THE PROBLEM
Copy, character for character, the lines of the entries below from the line with "Where can you find the white cabinet" to the line with "point(726, 260)", with both of those lines included.

RECORD EXCERPTS

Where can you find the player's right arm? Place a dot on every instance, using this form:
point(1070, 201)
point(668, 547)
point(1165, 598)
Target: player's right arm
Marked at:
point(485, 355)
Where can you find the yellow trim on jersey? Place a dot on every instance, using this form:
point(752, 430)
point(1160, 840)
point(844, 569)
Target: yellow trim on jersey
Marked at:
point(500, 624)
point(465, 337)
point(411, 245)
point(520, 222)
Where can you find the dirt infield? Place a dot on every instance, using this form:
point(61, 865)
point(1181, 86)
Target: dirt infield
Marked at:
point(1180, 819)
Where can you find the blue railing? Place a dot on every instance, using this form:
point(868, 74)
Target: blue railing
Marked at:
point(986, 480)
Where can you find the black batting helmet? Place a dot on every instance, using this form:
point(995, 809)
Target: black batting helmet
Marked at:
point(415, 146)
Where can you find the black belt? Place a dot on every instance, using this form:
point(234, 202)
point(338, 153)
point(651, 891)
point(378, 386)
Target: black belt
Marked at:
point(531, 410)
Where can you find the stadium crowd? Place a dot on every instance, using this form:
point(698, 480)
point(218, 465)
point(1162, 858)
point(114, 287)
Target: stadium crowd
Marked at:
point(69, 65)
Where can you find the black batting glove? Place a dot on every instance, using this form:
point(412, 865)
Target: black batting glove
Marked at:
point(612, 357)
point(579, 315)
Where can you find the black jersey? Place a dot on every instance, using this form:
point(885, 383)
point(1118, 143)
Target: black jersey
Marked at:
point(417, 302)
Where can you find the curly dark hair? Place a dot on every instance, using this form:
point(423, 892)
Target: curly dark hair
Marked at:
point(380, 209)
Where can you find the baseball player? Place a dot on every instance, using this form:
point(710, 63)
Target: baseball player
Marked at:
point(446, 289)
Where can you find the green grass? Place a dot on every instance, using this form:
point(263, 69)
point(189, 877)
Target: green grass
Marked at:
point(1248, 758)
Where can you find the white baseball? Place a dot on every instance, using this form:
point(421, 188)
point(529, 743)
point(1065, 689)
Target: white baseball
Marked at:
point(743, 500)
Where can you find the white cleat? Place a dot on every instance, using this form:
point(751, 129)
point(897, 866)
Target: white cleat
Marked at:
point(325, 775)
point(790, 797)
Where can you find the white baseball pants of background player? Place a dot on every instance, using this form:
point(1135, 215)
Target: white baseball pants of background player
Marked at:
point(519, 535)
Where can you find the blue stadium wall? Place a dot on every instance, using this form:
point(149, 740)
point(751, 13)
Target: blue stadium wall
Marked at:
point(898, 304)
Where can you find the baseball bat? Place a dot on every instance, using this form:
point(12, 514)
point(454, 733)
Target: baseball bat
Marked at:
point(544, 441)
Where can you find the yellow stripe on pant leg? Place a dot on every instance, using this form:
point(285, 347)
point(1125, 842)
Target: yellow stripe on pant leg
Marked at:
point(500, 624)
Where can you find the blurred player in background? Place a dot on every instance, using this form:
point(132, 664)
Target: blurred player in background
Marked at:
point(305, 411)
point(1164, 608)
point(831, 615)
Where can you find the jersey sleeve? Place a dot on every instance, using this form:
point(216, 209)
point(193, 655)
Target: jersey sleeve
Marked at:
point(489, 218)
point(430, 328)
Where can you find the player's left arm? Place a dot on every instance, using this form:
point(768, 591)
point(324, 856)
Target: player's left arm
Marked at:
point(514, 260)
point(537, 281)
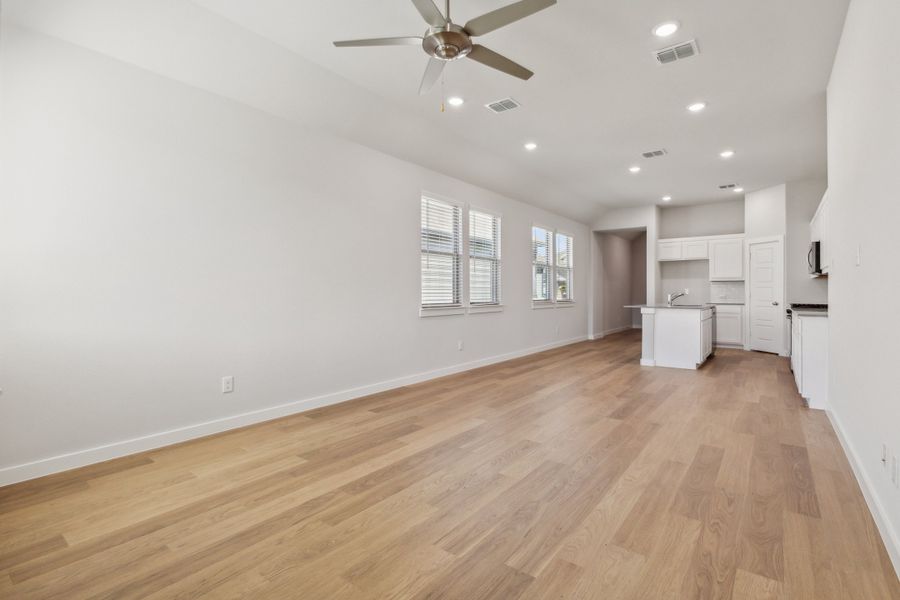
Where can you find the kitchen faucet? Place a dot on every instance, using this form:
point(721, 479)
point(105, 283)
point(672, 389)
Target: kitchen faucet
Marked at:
point(671, 298)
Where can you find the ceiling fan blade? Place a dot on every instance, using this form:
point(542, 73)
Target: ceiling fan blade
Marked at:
point(430, 13)
point(493, 60)
point(504, 16)
point(397, 41)
point(432, 74)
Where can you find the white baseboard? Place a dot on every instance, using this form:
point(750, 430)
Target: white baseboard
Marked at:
point(890, 537)
point(603, 334)
point(89, 456)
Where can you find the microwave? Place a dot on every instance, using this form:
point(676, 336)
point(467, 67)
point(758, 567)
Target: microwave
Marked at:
point(814, 258)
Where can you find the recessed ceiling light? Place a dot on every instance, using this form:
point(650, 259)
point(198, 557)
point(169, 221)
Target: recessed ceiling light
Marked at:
point(665, 29)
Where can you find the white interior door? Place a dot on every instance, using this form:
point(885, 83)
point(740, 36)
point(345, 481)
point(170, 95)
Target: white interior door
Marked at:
point(767, 296)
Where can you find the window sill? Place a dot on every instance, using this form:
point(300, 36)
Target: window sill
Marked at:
point(442, 312)
point(541, 305)
point(485, 308)
point(559, 304)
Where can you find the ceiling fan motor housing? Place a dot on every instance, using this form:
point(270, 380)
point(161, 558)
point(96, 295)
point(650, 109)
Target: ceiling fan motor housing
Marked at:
point(447, 43)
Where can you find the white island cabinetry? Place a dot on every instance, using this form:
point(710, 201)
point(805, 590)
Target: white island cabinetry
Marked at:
point(680, 337)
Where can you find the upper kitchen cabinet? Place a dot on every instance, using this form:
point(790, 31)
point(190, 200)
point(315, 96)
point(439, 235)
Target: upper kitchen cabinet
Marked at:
point(695, 250)
point(682, 249)
point(818, 232)
point(726, 259)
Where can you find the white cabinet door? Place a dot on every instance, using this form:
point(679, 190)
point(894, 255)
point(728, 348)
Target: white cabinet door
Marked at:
point(730, 325)
point(695, 250)
point(825, 249)
point(670, 251)
point(706, 335)
point(726, 260)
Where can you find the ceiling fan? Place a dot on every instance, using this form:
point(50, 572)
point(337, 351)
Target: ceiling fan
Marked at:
point(445, 40)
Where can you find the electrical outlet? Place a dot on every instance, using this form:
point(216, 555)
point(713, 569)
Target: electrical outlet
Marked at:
point(895, 472)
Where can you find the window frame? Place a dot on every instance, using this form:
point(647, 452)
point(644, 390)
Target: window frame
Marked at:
point(553, 302)
point(456, 307)
point(477, 306)
point(465, 305)
point(551, 260)
point(570, 268)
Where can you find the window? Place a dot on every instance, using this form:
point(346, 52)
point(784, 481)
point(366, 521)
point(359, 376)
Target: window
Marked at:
point(542, 263)
point(563, 267)
point(484, 258)
point(551, 266)
point(441, 246)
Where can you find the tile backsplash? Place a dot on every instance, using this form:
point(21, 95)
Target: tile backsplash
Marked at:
point(726, 291)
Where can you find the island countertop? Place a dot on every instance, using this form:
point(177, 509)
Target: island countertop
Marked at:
point(678, 306)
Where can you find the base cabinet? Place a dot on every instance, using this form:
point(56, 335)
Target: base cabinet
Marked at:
point(729, 325)
point(809, 358)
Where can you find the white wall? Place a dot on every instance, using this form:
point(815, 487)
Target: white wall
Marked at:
point(638, 276)
point(765, 212)
point(863, 179)
point(802, 200)
point(641, 217)
point(615, 255)
point(156, 237)
point(717, 218)
point(692, 275)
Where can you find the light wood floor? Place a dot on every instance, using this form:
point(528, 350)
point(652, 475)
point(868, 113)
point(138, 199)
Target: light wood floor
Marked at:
point(569, 474)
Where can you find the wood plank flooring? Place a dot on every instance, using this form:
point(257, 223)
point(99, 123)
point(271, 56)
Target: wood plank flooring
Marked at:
point(573, 473)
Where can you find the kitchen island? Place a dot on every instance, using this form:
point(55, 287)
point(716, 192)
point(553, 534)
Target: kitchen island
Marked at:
point(676, 336)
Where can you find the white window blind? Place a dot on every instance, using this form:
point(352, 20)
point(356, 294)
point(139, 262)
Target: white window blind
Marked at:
point(564, 267)
point(441, 253)
point(542, 263)
point(484, 258)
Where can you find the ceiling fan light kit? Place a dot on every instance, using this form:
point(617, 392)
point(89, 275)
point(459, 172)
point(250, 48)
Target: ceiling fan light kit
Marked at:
point(445, 41)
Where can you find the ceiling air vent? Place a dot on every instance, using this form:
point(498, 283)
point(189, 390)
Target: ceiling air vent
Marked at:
point(504, 105)
point(676, 53)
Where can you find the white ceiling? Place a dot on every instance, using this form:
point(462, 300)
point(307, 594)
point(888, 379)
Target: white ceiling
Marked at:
point(596, 102)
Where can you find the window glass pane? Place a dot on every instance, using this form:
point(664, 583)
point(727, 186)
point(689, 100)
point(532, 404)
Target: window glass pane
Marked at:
point(563, 250)
point(563, 284)
point(541, 282)
point(540, 246)
point(484, 281)
point(441, 227)
point(484, 235)
point(484, 261)
point(441, 248)
point(439, 277)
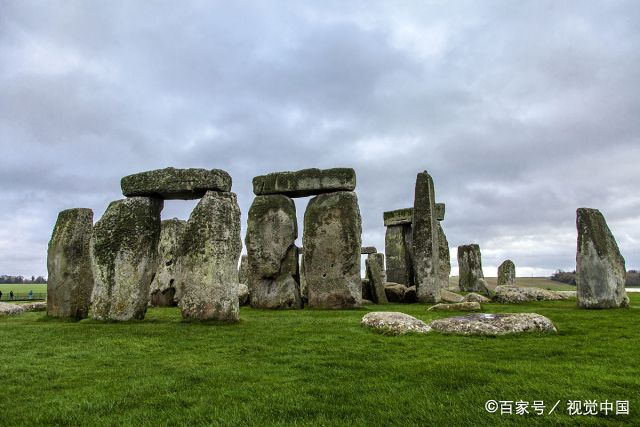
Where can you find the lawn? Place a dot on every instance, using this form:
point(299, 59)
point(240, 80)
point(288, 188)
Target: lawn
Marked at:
point(312, 367)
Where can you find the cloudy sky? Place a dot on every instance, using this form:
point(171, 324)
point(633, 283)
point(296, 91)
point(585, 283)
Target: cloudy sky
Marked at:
point(521, 111)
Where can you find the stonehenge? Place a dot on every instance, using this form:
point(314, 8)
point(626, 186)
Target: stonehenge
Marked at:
point(600, 268)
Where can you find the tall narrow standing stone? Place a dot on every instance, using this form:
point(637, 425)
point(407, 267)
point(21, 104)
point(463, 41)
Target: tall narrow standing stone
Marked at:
point(272, 256)
point(471, 277)
point(332, 241)
point(507, 274)
point(208, 259)
point(425, 240)
point(124, 255)
point(600, 268)
point(69, 265)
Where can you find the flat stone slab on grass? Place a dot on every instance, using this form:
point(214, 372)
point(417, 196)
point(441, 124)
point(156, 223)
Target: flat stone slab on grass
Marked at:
point(305, 182)
point(458, 306)
point(493, 324)
point(393, 322)
point(172, 183)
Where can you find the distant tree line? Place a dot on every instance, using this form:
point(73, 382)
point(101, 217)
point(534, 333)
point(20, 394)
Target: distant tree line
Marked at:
point(21, 279)
point(569, 277)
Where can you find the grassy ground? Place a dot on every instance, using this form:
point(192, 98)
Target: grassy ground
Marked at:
point(312, 367)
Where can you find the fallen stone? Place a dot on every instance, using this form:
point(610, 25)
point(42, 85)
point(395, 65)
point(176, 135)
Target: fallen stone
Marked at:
point(172, 183)
point(493, 324)
point(70, 280)
point(272, 256)
point(600, 268)
point(395, 323)
point(306, 182)
point(208, 259)
point(124, 256)
point(457, 306)
point(507, 274)
point(332, 242)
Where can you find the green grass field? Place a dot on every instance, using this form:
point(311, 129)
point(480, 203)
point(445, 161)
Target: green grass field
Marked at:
point(312, 367)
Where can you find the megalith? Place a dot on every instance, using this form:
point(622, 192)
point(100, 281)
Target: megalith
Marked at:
point(272, 256)
point(124, 255)
point(332, 242)
point(600, 268)
point(208, 259)
point(69, 265)
point(164, 287)
point(507, 274)
point(425, 241)
point(471, 277)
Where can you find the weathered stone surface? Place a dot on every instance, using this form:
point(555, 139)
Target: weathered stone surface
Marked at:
point(332, 242)
point(172, 183)
point(512, 294)
point(391, 322)
point(473, 297)
point(8, 309)
point(398, 217)
point(448, 296)
point(444, 267)
point(306, 182)
point(70, 280)
point(493, 324)
point(273, 274)
point(457, 306)
point(425, 250)
point(397, 252)
point(471, 277)
point(507, 274)
point(208, 259)
point(375, 273)
point(163, 291)
point(600, 268)
point(124, 257)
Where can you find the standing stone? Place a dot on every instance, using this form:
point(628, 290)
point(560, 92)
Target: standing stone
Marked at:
point(332, 241)
point(600, 268)
point(69, 265)
point(124, 255)
point(471, 277)
point(273, 276)
point(425, 241)
point(208, 259)
point(375, 273)
point(507, 274)
point(445, 258)
point(164, 292)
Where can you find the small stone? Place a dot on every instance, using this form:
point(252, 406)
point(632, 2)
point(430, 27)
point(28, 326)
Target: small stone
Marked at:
point(493, 324)
point(172, 183)
point(394, 323)
point(306, 182)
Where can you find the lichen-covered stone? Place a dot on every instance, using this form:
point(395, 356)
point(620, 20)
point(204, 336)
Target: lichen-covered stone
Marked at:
point(507, 274)
point(398, 217)
point(425, 250)
point(164, 286)
point(493, 324)
point(70, 280)
point(272, 256)
point(332, 242)
point(397, 252)
point(394, 323)
point(306, 182)
point(471, 277)
point(375, 273)
point(124, 256)
point(172, 183)
point(208, 259)
point(600, 268)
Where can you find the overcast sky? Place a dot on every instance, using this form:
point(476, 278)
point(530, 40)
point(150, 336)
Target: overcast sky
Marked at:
point(521, 111)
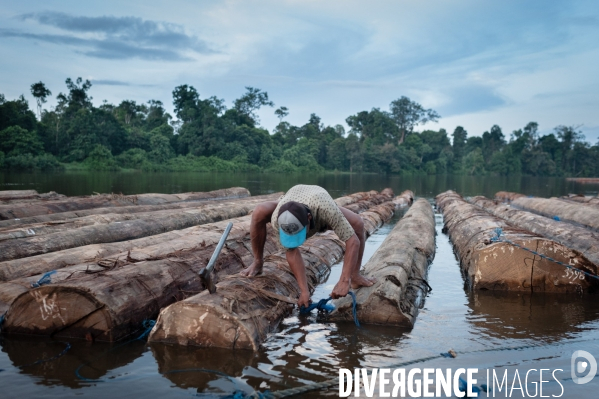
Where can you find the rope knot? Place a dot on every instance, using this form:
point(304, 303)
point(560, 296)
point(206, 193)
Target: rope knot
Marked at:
point(45, 279)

ANSWER IN FULL
Where can you find the white cabinet door? Place a dot on every instance, using this form:
point(679, 190)
point(894, 255)
point(728, 348)
Target: white cabinet door
Marked at:
point(730, 325)
point(695, 250)
point(825, 249)
point(670, 251)
point(706, 335)
point(726, 260)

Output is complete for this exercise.